→ **DATASET ROWS**:
----------

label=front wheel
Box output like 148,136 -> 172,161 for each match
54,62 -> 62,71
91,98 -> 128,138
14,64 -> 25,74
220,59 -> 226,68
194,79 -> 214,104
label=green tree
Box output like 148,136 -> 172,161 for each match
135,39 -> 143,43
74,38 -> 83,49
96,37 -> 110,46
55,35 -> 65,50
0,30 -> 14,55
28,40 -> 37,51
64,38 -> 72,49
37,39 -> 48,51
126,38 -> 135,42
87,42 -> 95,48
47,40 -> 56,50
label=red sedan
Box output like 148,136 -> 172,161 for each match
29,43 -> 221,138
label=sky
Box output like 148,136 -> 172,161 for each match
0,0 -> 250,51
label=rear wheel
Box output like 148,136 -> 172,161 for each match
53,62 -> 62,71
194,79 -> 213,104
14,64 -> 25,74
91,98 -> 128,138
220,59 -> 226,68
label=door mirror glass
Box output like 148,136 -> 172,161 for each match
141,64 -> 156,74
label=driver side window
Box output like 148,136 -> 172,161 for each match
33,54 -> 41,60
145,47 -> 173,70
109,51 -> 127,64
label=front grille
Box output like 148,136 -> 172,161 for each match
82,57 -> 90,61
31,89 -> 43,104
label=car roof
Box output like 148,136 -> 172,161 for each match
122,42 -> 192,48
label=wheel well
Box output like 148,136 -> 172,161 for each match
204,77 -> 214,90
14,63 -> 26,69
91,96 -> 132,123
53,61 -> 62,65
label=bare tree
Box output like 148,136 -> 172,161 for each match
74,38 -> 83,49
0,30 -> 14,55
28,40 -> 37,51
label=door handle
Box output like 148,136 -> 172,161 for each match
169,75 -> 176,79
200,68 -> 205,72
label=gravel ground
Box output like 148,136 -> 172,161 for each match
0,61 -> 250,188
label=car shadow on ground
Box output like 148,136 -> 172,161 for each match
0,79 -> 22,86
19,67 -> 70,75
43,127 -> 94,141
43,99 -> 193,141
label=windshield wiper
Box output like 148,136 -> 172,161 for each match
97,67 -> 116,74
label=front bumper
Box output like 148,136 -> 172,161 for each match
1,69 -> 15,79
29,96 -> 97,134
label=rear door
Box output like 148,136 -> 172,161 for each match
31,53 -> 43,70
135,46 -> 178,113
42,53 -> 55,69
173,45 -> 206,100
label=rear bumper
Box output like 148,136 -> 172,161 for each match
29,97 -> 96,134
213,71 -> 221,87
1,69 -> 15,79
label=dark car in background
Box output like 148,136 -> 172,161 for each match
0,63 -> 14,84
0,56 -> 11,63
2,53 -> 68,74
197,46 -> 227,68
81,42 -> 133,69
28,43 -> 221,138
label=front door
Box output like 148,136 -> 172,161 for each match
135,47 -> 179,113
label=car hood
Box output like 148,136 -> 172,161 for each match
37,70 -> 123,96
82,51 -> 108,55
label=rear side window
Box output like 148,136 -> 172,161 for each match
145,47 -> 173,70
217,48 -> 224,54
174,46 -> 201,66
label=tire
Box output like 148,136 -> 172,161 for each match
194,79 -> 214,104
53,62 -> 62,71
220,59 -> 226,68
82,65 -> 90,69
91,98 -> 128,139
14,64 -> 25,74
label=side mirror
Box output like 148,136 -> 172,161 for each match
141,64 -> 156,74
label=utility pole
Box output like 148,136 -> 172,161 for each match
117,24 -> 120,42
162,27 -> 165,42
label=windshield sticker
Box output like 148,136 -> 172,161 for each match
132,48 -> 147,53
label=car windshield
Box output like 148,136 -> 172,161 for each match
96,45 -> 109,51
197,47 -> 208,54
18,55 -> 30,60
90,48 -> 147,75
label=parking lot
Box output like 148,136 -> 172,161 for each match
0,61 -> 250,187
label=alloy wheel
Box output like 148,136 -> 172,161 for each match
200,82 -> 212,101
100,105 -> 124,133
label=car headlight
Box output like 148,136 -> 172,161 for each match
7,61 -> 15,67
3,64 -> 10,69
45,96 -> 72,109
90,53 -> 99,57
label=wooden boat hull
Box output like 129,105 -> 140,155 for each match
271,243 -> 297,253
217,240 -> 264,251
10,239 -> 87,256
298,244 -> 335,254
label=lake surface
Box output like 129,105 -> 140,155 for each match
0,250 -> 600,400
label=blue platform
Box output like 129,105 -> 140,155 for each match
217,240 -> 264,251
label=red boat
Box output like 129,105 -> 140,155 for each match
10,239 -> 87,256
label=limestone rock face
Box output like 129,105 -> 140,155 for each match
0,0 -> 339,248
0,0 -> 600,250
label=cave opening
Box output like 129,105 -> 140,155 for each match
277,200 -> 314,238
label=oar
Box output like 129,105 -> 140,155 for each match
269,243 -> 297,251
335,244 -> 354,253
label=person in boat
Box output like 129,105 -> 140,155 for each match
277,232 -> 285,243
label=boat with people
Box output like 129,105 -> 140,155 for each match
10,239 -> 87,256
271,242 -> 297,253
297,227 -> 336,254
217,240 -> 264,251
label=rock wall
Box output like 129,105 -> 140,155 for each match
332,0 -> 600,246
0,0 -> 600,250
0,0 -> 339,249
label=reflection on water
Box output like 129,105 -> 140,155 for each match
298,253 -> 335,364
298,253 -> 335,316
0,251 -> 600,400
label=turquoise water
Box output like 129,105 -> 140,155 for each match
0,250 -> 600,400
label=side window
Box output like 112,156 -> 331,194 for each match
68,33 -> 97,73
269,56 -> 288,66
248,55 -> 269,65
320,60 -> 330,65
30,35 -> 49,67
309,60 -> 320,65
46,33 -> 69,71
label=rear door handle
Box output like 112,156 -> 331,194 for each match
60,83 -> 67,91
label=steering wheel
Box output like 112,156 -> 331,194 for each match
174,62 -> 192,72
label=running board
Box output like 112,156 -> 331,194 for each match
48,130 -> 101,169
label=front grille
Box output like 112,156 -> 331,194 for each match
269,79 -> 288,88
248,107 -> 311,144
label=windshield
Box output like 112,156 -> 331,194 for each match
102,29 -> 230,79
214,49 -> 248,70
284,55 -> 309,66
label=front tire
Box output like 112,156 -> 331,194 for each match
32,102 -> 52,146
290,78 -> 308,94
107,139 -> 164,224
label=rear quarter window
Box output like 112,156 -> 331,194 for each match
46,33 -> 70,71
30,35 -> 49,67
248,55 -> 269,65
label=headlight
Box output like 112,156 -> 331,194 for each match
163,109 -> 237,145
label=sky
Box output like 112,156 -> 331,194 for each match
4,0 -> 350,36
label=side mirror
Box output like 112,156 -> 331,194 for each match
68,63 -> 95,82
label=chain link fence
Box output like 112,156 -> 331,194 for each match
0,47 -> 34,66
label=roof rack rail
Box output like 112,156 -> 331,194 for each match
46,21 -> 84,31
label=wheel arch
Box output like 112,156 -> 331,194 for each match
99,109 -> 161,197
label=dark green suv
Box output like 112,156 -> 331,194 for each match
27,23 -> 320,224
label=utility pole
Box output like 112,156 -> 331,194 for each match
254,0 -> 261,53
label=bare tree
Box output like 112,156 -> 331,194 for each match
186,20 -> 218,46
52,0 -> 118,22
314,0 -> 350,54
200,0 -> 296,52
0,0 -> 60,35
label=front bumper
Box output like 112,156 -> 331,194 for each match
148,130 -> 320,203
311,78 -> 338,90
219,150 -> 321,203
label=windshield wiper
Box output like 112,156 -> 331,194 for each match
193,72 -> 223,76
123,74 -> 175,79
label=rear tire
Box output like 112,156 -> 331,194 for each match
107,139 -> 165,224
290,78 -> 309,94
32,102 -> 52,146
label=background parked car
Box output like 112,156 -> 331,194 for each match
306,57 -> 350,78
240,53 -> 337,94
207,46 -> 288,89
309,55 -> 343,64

----------

→ **EXERCISE AIM**: Can you show every line in the records above that contains the word "green", copying each one in full?

→ **ANSWER TO THIS PROBLEM**:
label=green tree
label=dark green suv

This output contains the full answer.